TASKS AND EXERCISES:
1. Answer these questions about the indemnification passage, one per line.
(a) What term does section 17.2 give to Client, its Affiliates and their respective directors, officers and employees?
(b) In what form must a party claiming indemnification under Article 17 notify the Indemnitor?
(c) At whose expense may the indemnified party be represented by counsel of its own selection?
2. Reproduce the records verbatim from their first line through the line containing "(1020, 252)", with both ends included.

PASSAGE PROVIDED:
17.2 Xxxxxx Indemnification: Xxxxxx hereby agrees to save, defend, indemnify and hold harmless Client and its Affiliates and their respective directors, officers and employees (each, a “Client Indemnitee”) from and against any and all Losses to which any Client Indemnitee may become subject as a result of any Claim to the extent arising or resulting, directly or indirectly, from (a) an Xxxxxx Indemnitee’s or Althea’s suppliers’ or other contractors’ negligence or willful misconduct, or (b) the breach of this Agreement by Xxxxxx, including, without limitation, any representations, warranties or covenants herein, except to the extent any such Loss(es) are caused by or are within any of the matters indemnified by Client in Section 17.1 above.
17.3 Indemnitee Obligations: A party that makes a claim for indemnification under this Article 17 shall promptly notify the other party (the “Indemnitor”) in writing of any action, claim or other matter in respect of which such party, intends to claim such indemnification; provided, however, that failure to provide such notice within a reasonable period of time shall not relieve the Indemnitor of any of its obligations hereunder except to the extent the Indemnitor is prejudiced by such failure. The indemnified party shall permit the Indemnitor, at its discretion, to settle any such action, claim or other matter, and the indemnified party agrees to the complete control of such defense or settlement by the Indemnitor. Notwithstanding the foregoing, the Indemnitor shall not enter into any settlement that (a) would adversely affect the indemnified party’s rights, or impose any obligations on the indemnified party in addition to those set forth herein, in each case other than customary mutual general releases or (b) contains a finding or admission of a violation of law by the indemnified person or a violation of the rights of any person or wrongdoing by the indemnified person. No such action, claim or other matter shall be settled without the prior written consent of the Indemnitor, which shall not be unreasonably withheld, conditioned or delayed. The indemnified party shall, at the Indemnitor’s expense, reasonably cooperate with the Indemnitor and its legal representatives in the investigation and defense of any action, claim or other matter covered by the indemnification obligations of this Article 17. The indemnified party shall have the right, but not the obligation, to be represented in such defense by counsel of its own selection and at its own expense.

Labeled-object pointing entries
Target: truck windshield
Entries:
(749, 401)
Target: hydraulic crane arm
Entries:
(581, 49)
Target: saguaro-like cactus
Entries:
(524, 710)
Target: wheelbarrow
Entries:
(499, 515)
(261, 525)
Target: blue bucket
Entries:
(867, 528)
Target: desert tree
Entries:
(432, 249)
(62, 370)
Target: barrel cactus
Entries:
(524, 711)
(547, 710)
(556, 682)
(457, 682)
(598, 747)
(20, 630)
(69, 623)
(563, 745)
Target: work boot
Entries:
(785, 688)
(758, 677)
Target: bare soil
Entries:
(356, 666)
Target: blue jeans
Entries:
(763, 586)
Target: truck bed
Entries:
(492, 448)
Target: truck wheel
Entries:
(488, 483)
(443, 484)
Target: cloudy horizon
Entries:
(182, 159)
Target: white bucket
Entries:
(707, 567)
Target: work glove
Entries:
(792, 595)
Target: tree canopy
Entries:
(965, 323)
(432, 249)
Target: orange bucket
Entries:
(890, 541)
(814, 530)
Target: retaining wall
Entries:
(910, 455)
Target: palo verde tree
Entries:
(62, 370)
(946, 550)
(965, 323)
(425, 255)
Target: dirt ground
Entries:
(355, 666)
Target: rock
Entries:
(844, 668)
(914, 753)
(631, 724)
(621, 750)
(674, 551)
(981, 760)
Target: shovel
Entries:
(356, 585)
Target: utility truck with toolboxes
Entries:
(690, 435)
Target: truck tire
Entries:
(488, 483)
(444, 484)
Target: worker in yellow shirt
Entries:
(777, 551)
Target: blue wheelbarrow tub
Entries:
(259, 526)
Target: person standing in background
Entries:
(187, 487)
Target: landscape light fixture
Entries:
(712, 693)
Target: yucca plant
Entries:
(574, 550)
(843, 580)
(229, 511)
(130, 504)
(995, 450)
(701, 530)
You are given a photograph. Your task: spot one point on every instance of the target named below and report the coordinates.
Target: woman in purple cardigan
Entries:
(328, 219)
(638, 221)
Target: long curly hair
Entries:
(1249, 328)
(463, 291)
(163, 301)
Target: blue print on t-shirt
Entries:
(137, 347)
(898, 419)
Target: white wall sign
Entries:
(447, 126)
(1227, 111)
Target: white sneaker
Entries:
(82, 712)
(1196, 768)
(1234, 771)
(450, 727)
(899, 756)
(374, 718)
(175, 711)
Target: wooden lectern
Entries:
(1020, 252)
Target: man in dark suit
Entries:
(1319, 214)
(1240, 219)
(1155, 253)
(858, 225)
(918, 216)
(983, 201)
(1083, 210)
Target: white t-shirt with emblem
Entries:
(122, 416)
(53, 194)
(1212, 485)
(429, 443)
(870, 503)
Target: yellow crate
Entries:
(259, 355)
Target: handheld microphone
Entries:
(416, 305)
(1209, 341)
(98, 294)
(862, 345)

OUTPUTS:
1.
(a) Each is called a "Client Indemnitee."
(b) In writing.
(c) At the indemnified party's own expense.

2.
Target: truck windshield
Entries:
(749, 401)
Target: hydraulic crane arm
Entries:
(581, 49)
Target: saguaro-like cactus
Entries:
(524, 710)
Target: wheelbarrow
Entries:
(499, 515)
(261, 525)
Target: blue bucket
Entries:
(867, 528)
Target: desert tree
Entries:
(432, 249)
(62, 370)
Target: barrel cactus
Entries:
(524, 711)
(547, 710)
(556, 682)
(457, 682)
(598, 747)
(20, 630)
(69, 623)
(563, 745)
Target: work boot
Entries:
(785, 688)
(758, 677)
Target: bare soil
Entries:
(356, 666)
Target: blue jeans
Entries:
(763, 586)
Target: truck bed
Entries:
(492, 448)
Target: truck wheel
Entries:
(488, 483)
(443, 484)
Target: cloudy horizon
Entries:
(182, 159)
Target: white bucket
Entries:
(707, 567)
Target: work glove
Entries:
(792, 595)
Target: tree canopy
Entries:
(965, 323)
(432, 249)
Target: orange bucket
Entries:
(890, 541)
(814, 530)
Target: retaining wall
Entries:
(910, 455)
Target: palo verde tree
Entries:
(62, 370)
(946, 550)
(965, 323)
(425, 255)
Target: dirt ground
Entries:
(355, 666)
Target: rock
Entries:
(844, 668)
(914, 753)
(631, 724)
(621, 750)
(674, 551)
(981, 760)
Target: shovel
Entries:
(356, 585)
Target: utility truck with toolboxes
Entries:
(690, 435)
Target: truck tire
Entries:
(488, 483)
(444, 484)
Target: worker in yellow shirt
Entries:
(777, 551)
Target: blue wheelbarrow tub
Entries:
(259, 526)
Target: person standing in background
Entries:
(187, 487)
Target: landscape light fixture
Entries:
(712, 693)
Target: yucca plant
Entries:
(574, 550)
(843, 580)
(229, 511)
(130, 504)
(995, 450)
(701, 530)
You are given a photograph. Your task: spot one point on every instance of the target named below and report the coordinates.
Target: woman in purple cardigan
Entries:
(328, 219)
(638, 221)
Target: long curly hair
Entries:
(1249, 328)
(463, 291)
(163, 301)
Target: blue print on t-shirt
Entries:
(137, 347)
(898, 419)
Target: white wall sign
Entries:
(447, 126)
(1227, 111)
Target: white sneaker
Entries:
(82, 712)
(1196, 768)
(1234, 771)
(450, 727)
(899, 756)
(374, 718)
(175, 711)
Target: wooden lectern
Entries:
(1020, 252)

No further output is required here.